GOAL: Reproduce every row below verbatim, leaving out the pictures.

EXTRACTED ENTRIES:
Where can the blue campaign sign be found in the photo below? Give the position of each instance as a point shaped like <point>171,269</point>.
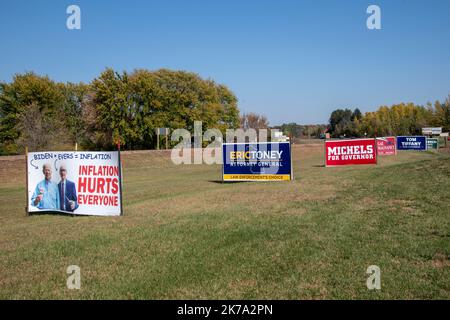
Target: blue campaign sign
<point>411,143</point>
<point>262,161</point>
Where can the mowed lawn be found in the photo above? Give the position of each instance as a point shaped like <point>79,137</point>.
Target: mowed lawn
<point>185,235</point>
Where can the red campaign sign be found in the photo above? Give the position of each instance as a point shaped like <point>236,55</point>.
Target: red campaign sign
<point>347,152</point>
<point>386,146</point>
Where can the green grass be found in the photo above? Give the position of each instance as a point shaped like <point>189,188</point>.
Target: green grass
<point>184,235</point>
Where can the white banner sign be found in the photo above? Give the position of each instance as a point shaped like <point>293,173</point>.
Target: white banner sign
<point>85,183</point>
<point>432,131</point>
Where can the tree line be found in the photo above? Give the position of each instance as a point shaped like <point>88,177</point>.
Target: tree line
<point>40,113</point>
<point>398,119</point>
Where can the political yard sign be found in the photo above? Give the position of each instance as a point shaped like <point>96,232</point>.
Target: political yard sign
<point>84,183</point>
<point>386,146</point>
<point>348,152</point>
<point>411,143</point>
<point>257,161</point>
<point>432,143</point>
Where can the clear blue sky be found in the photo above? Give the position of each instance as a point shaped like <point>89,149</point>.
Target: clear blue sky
<point>290,60</point>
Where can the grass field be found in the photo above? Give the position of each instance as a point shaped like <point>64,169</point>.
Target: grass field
<point>186,235</point>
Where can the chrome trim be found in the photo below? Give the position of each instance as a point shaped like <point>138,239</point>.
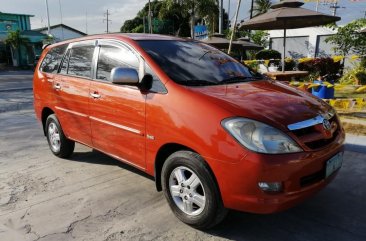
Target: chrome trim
<point>126,128</point>
<point>311,122</point>
<point>70,111</point>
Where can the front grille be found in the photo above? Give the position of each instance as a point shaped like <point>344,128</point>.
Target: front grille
<point>322,142</point>
<point>313,137</point>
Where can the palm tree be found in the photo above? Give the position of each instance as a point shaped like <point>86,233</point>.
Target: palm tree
<point>15,40</point>
<point>261,6</point>
<point>185,9</point>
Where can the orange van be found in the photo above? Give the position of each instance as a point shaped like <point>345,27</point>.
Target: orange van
<point>213,133</point>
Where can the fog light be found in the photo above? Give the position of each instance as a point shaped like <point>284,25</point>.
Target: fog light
<point>270,186</point>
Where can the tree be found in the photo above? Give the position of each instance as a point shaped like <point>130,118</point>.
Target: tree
<point>180,13</point>
<point>261,6</point>
<point>348,38</point>
<point>15,40</point>
<point>136,25</point>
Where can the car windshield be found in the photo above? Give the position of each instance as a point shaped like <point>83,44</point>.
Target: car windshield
<point>194,63</point>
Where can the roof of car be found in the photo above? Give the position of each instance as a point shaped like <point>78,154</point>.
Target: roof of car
<point>144,36</point>
<point>132,36</point>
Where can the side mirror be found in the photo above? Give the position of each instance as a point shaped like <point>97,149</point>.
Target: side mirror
<point>124,76</point>
<point>146,82</point>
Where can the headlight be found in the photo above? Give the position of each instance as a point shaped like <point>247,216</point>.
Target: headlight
<point>259,137</point>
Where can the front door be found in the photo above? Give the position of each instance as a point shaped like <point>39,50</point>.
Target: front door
<point>117,112</point>
<point>72,90</point>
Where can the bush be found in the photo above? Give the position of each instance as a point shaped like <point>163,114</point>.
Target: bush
<point>268,54</point>
<point>290,64</point>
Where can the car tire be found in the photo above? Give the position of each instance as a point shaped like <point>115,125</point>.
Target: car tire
<point>191,190</point>
<point>57,141</point>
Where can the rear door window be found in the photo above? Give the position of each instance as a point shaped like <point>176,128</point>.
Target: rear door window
<point>53,59</point>
<point>80,61</point>
<point>111,57</point>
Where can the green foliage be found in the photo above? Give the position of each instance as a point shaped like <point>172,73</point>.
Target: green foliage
<point>179,13</point>
<point>321,67</point>
<point>356,75</point>
<point>349,39</point>
<point>268,54</point>
<point>135,25</point>
<point>290,64</point>
<point>260,37</point>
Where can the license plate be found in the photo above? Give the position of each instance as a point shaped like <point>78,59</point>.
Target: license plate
<point>333,164</point>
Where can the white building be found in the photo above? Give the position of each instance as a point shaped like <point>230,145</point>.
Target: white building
<point>62,32</point>
<point>303,42</point>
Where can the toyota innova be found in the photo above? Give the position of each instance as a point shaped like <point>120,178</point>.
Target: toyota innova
<point>214,134</point>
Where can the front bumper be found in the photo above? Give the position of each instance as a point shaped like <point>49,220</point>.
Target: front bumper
<point>302,175</point>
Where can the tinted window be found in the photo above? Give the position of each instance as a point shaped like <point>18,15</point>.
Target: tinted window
<point>157,86</point>
<point>80,61</point>
<point>65,61</point>
<point>195,63</point>
<point>111,57</point>
<point>53,59</point>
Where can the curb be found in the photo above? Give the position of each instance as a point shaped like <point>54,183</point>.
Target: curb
<point>355,143</point>
<point>16,107</point>
<point>16,89</point>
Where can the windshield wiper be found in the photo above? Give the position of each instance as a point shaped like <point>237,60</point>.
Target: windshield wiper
<point>197,82</point>
<point>239,79</point>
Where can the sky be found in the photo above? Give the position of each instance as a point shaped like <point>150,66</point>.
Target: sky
<point>87,15</point>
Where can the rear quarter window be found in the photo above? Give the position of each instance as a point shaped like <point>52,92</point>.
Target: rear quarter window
<point>53,58</point>
<point>80,61</point>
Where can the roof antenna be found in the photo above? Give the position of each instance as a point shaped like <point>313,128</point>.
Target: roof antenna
<point>62,28</point>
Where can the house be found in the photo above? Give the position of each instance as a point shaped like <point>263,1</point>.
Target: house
<point>61,32</point>
<point>303,42</point>
<point>29,48</point>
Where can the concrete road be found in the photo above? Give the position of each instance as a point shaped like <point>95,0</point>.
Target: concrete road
<point>15,80</point>
<point>15,90</point>
<point>93,197</point>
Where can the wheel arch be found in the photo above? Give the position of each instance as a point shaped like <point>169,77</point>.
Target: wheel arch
<point>164,152</point>
<point>45,113</point>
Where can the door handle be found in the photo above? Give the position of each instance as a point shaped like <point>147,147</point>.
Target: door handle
<point>57,86</point>
<point>95,95</point>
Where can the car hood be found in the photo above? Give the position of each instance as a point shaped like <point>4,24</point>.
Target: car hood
<point>268,101</point>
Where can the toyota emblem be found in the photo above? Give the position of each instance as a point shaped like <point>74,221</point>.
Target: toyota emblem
<point>326,124</point>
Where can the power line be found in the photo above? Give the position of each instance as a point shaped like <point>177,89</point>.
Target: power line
<point>107,19</point>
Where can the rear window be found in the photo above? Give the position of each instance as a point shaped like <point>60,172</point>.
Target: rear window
<point>53,59</point>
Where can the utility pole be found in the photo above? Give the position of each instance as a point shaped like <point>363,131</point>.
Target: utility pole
<point>86,22</point>
<point>48,19</point>
<point>192,21</point>
<point>228,11</point>
<point>220,16</point>
<point>234,27</point>
<point>107,19</point>
<point>150,20</point>
<point>251,9</point>
<point>335,7</point>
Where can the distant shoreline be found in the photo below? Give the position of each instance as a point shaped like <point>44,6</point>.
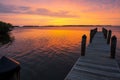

TASK RESPONSE:
Where can the blue campaign sign be found in the photo below? Give the position of each instance as a point shaped like <point>171,269</point>.
Target: blue campaign sign
<point>411,143</point>
<point>262,161</point>
Where can the mowed lawn be found in the photo above? Give the position of each instance as a point shaped like <point>79,137</point>.
Target: mowed lawn
<point>185,235</point>
Where can the red campaign sign be found in the photo above? Give the position of each instance as a point shaped like <point>236,55</point>.
Target: red campaign sign
<point>347,152</point>
<point>386,146</point>
Where can the green grass be found in the photo above? Give the position of each instance as a point shaped like <point>189,188</point>.
Target: green grass
<point>184,235</point>
Where can the white banner sign be found in the photo above? Give the position of each instance as a point shaped like <point>293,173</point>.
Target: white banner sign
<point>85,183</point>
<point>432,131</point>
Where can the tree line be found in the photo above? Give the position of each instance as a point shaped like <point>88,177</point>.
Target: tree line
<point>40,113</point>
<point>398,119</point>
Where can the political yard sign be found in the photo above? Give the position of each instance as a point shaped like <point>96,232</point>.
Target: political yard sign
<point>84,183</point>
<point>386,146</point>
<point>348,152</point>
<point>411,143</point>
<point>257,161</point>
<point>432,143</point>
Where can the clear blue sky be found in the photo above? Give the position of each instance as a point shaped like <point>89,149</point>.
Target: clear blue sky
<point>290,60</point>
Where can the grass field be found in the photo above? Give the position of each instance as a point shaped like <point>64,169</point>.
Target: grass field
<point>186,235</point>
Where can the chrome trim be found in the photo below? Give the position of each instance as a point shaped like <point>138,239</point>.
Target: chrome trim
<point>126,128</point>
<point>311,122</point>
<point>70,111</point>
Where can the front grille be found in the photo above? Give the position of each instance as a point shaped like <point>344,128</point>.
Target: front grille
<point>322,142</point>
<point>313,137</point>
Where can the palm tree be found in the photo above? Give the position of each instance as a point shaped like <point>86,233</point>.
Target: palm tree
<point>15,40</point>
<point>261,6</point>
<point>185,9</point>
Where can the orange van be found in the photo above? Give the position of each instance as a point shaped like <point>345,27</point>.
Target: orange van
<point>213,133</point>
Where can the fog light be found in the photo above? Give the position of each instance as a point shaped like <point>284,25</point>.
Target: fog light
<point>270,186</point>
Where can the tree be found in the photo above? Give the position of each instance as a point shaped like <point>130,118</point>.
Target: tree
<point>180,13</point>
<point>261,6</point>
<point>348,38</point>
<point>15,40</point>
<point>136,25</point>
Where can the car windshield be found in the photo above? Give the position of each instance as a point shaped like <point>83,44</point>.
Target: car windshield
<point>194,63</point>
Where can the roof of car be found in the photo above? Give the position of each instance as a point shaped like <point>78,154</point>.
Target: roof of car
<point>144,36</point>
<point>132,36</point>
Where can the side mirror be found in the photo above? Give the position of each instance as a point shaped like <point>97,149</point>.
Target: side mirror
<point>124,76</point>
<point>146,82</point>
Where can the headlight be found in the photo above? Give the position of each instance as a point shaped like <point>247,216</point>.
Target: headlight
<point>259,137</point>
Where can the front door be found in the photo above? Give the position of each instance as a point shaped like <point>39,50</point>.
Target: front door
<point>117,112</point>
<point>72,90</point>
Where can the bush be found in the photo above? Give the position of each instance as a point shaped like <point>163,114</point>.
Target: bush
<point>268,54</point>
<point>290,64</point>
Where can the car tire be found in the photo above? Give the position of each instance as a point shaped like <point>115,125</point>.
Target: car tire
<point>191,190</point>
<point>57,141</point>
Where can the rear door window be found in the photo above? Give the position of each instance as a point shaped like <point>176,128</point>.
Target: rear door window
<point>53,59</point>
<point>80,61</point>
<point>111,57</point>
Where can the green foliage be found in the photo above? Give the position of each instance as a point shaped like <point>172,73</point>.
Target: green foliage
<point>179,13</point>
<point>321,67</point>
<point>356,75</point>
<point>349,39</point>
<point>268,54</point>
<point>135,25</point>
<point>290,64</point>
<point>260,37</point>
Where can the license plate be found in the photo above? Give the position of each instance as a point shaped like <point>78,59</point>.
Target: license plate
<point>333,164</point>
Where can the white building be found in the photo above? Give the position of each instance as a point shaped like <point>230,145</point>.
Target: white building
<point>62,32</point>
<point>303,42</point>
Where can the toyota innova be found in the photo above? Give the position of each instance as a point shaped like <point>120,178</point>.
Target: toyota innova
<point>214,134</point>
Where can the front bumper be found in the photo above? Give the position of each instance as a point shaped like <point>49,220</point>.
Target: front bumper
<point>302,175</point>
Where can the tinted window be found in the photo above? Give the position of each instance as a point shaped like <point>18,15</point>.
Target: tinted window
<point>157,86</point>
<point>80,61</point>
<point>65,61</point>
<point>195,63</point>
<point>111,57</point>
<point>53,59</point>
Where can the curb be found in the photo above? Give the position of each instance as a point shaped like <point>54,183</point>.
Target: curb
<point>355,143</point>
<point>16,107</point>
<point>16,89</point>
Where can the windshield wiper be found in the photo above? Give the position of each instance as a point shaped like <point>237,60</point>.
Target: windshield wiper
<point>197,82</point>
<point>239,79</point>
Where can the sky be found in the photo above? Give the position of each instance as a point shaped like <point>150,66</point>.
Target: sky
<point>87,15</point>
Where can the rear quarter window be found in the photo above? Give the position of each instance as a point shaped like <point>52,92</point>.
Target: rear quarter window
<point>53,58</point>
<point>80,61</point>
Where can the roof antenna be found in the photo above? Give the position of each instance as a point shaped like <point>313,128</point>.
Target: roof antenna
<point>62,28</point>
Where can the house be found in the photo above? Give the position of each instance as a point shaped like <point>263,1</point>.
Target: house
<point>61,32</point>
<point>303,42</point>
<point>29,48</point>
Where can the concrete road be found in the photo above? Give the position of each instance as a point shaped like <point>95,0</point>.
Target: concrete road
<point>15,80</point>
<point>15,90</point>
<point>93,197</point>
Where can the wheel arch be found in the photo above? Give the position of each instance as a point shaped like <point>169,77</point>.
Target: wheel arch
<point>164,152</point>
<point>45,113</point>
Where can the door handle be found in the photo above? Give the position of each instance as a point shaped like <point>147,147</point>.
Target: door handle
<point>57,86</point>
<point>95,95</point>
Where can the car hood be found in the photo above? Give the position of each instance as a point shaped like <point>4,24</point>.
Target: car hood
<point>268,101</point>
Where can the toyota emblem be found in the photo above? Give the position of each instance as a point shaped like <point>74,221</point>.
Target: toyota emblem
<point>326,124</point>
Where can the power line be found in the photo above? Give the position of each instance as a point shaped like <point>177,89</point>.
Target: power line
<point>107,19</point>
Where can the rear window be found in the photo above? Give the position of each instance as a point shaped like <point>60,172</point>.
Target: rear window
<point>53,59</point>
Where can the utility pole be found in the photo above? Give the position of each instance as a point shaped like <point>363,131</point>.
Target: utility pole
<point>86,22</point>
<point>48,19</point>
<point>192,21</point>
<point>228,11</point>
<point>220,16</point>
<point>234,27</point>
<point>107,19</point>
<point>150,20</point>
<point>251,9</point>
<point>335,7</point>
Where can the distant shoreline be found in the photo below? Give the position of each instance as a point shaped like <point>44,6</point>.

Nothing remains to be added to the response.